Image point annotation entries
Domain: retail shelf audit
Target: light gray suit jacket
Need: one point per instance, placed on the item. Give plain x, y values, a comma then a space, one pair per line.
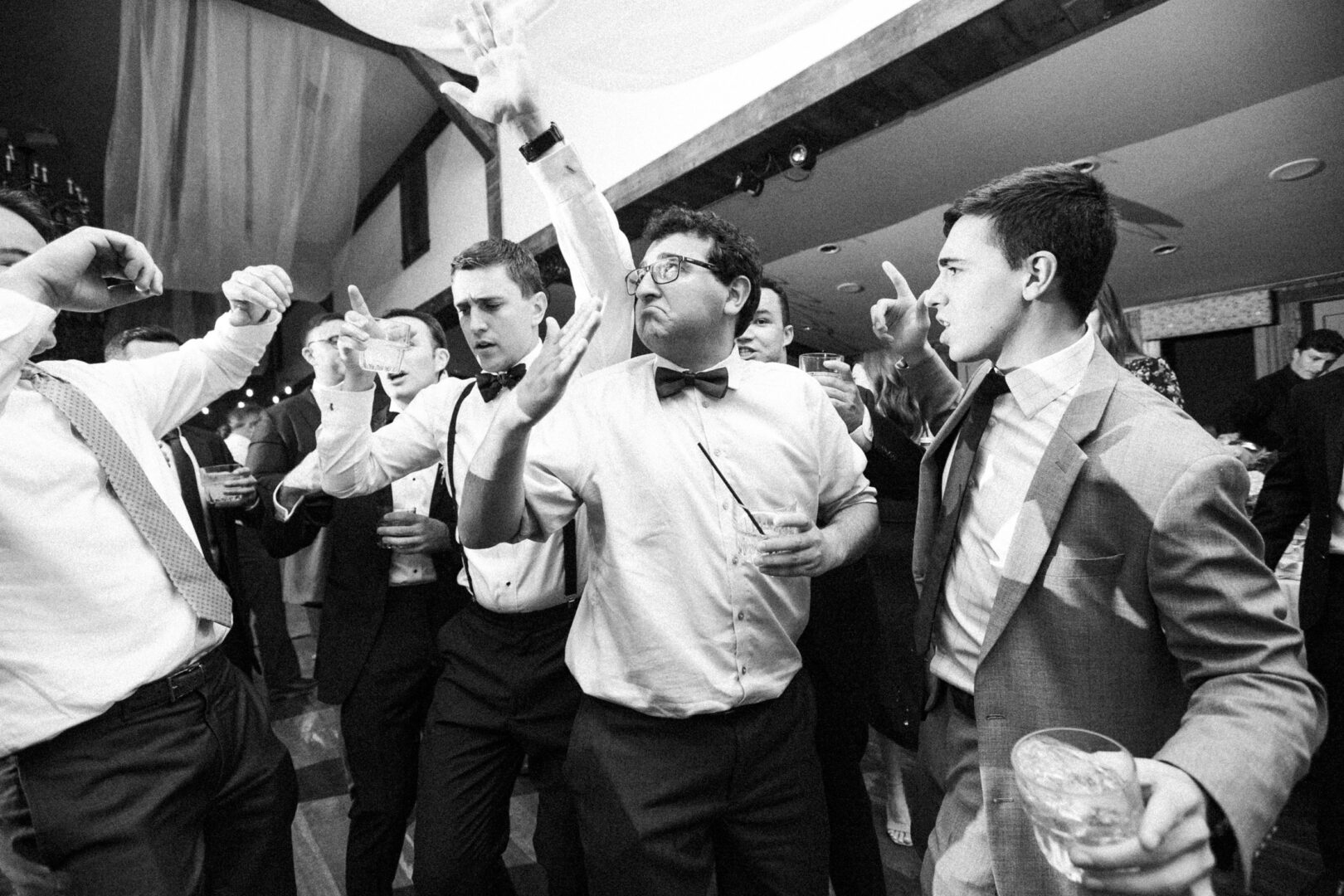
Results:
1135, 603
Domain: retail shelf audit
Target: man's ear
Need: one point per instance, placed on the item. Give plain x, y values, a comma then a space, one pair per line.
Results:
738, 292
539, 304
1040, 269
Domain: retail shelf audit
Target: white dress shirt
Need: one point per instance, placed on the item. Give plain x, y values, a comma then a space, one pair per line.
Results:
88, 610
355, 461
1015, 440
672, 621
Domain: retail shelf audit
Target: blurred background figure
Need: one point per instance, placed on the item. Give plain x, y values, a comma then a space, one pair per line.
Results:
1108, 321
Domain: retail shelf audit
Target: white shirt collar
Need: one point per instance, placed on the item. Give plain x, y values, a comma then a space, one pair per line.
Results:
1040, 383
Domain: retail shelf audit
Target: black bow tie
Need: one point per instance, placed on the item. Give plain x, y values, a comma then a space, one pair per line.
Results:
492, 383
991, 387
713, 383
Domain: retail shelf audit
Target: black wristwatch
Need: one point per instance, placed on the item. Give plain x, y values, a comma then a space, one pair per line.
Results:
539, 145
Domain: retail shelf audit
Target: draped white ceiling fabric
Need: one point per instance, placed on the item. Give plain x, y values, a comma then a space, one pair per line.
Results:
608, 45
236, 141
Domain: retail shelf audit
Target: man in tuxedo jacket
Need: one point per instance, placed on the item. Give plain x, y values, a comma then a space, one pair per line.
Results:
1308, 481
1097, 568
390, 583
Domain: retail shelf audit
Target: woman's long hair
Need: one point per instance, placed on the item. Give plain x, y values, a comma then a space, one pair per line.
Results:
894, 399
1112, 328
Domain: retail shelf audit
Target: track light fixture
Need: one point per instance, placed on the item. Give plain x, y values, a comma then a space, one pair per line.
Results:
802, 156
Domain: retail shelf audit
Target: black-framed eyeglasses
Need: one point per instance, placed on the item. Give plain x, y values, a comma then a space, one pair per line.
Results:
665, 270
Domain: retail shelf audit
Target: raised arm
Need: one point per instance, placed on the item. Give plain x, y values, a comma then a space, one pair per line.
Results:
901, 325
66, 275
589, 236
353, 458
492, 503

==

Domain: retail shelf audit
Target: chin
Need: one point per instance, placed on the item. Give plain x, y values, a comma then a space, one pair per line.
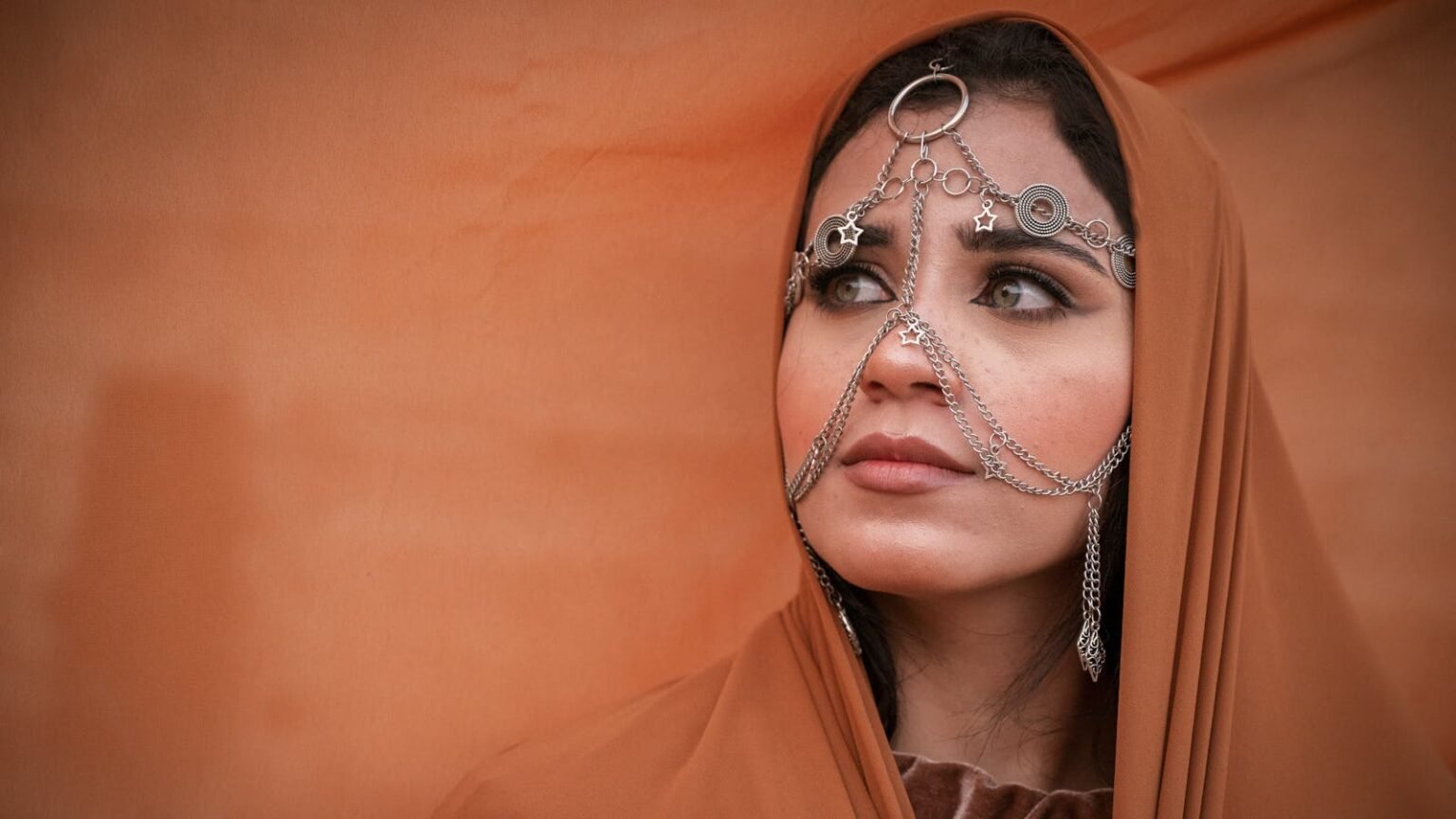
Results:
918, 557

--- CHALLENGE ---
Please count the lines in the material above that contain the string "black" and reply with only the number.

--- EXERCISE OUTPUT ---
3